(Entries taken from a collection)
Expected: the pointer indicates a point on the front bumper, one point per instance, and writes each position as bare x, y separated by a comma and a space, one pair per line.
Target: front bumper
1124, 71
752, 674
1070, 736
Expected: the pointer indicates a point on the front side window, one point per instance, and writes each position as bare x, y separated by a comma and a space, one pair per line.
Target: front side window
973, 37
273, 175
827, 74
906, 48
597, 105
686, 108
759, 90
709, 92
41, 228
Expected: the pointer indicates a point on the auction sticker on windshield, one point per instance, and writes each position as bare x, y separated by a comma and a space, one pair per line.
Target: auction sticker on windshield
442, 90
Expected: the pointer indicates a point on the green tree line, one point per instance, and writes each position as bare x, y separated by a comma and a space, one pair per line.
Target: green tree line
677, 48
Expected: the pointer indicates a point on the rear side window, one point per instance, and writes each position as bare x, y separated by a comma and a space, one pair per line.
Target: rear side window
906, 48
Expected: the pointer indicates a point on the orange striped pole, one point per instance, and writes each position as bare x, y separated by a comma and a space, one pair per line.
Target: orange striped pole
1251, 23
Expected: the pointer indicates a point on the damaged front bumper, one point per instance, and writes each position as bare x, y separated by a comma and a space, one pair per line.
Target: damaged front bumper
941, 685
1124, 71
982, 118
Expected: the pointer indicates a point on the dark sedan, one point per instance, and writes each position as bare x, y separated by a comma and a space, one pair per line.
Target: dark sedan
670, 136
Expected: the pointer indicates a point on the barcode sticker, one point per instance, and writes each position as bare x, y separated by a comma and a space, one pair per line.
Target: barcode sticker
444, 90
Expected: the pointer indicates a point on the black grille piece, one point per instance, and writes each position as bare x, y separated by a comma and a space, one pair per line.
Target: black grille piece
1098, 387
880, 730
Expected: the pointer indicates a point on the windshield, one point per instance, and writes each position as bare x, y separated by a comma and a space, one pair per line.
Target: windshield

◆ WHAT IS NEEDED
Your output should be the lines from the one with "Expected: the pointer indicates a point on the windshield, one" through the end of the records above, copied exactly.

◆ YOUR RESPONSE
Expected: the pointer indicates a point on the windshield, one point per instance, and writes each position as bare x, y separated by a comma and a space, one pair per line.
Target: windshield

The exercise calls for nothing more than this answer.